Dataset records ->
+---+

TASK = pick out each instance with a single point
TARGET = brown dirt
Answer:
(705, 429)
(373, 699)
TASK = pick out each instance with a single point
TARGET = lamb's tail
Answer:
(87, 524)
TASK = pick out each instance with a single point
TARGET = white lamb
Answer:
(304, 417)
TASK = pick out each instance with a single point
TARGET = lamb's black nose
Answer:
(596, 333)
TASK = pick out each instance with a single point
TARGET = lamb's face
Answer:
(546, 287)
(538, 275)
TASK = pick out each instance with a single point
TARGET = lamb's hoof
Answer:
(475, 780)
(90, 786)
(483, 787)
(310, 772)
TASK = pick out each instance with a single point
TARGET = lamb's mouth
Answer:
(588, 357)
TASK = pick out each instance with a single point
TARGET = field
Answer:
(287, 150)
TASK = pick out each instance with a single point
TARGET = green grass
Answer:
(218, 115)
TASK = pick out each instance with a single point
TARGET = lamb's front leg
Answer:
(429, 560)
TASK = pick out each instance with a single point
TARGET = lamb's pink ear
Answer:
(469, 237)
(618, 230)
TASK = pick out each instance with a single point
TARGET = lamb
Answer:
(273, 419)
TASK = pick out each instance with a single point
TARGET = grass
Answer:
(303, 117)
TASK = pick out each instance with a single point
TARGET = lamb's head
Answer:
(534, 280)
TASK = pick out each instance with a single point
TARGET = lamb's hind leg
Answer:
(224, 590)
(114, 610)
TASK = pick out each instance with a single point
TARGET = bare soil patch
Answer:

+---+

Exercise brief ->
Identify and extract each line of the listing that contains "lamb".

Task response ->
TARGET = lamb's tail
TARGET = white lamb
TARGET = lamb's black nose
TARGET = lamb's face
TARGET = lamb's hoof
TARGET = lamb's mouth
TARGET = lamb's front leg
TARGET = lamb's pink ear
TARGET = lamb
TARGET = lamb's head
TARGET = lamb's hind leg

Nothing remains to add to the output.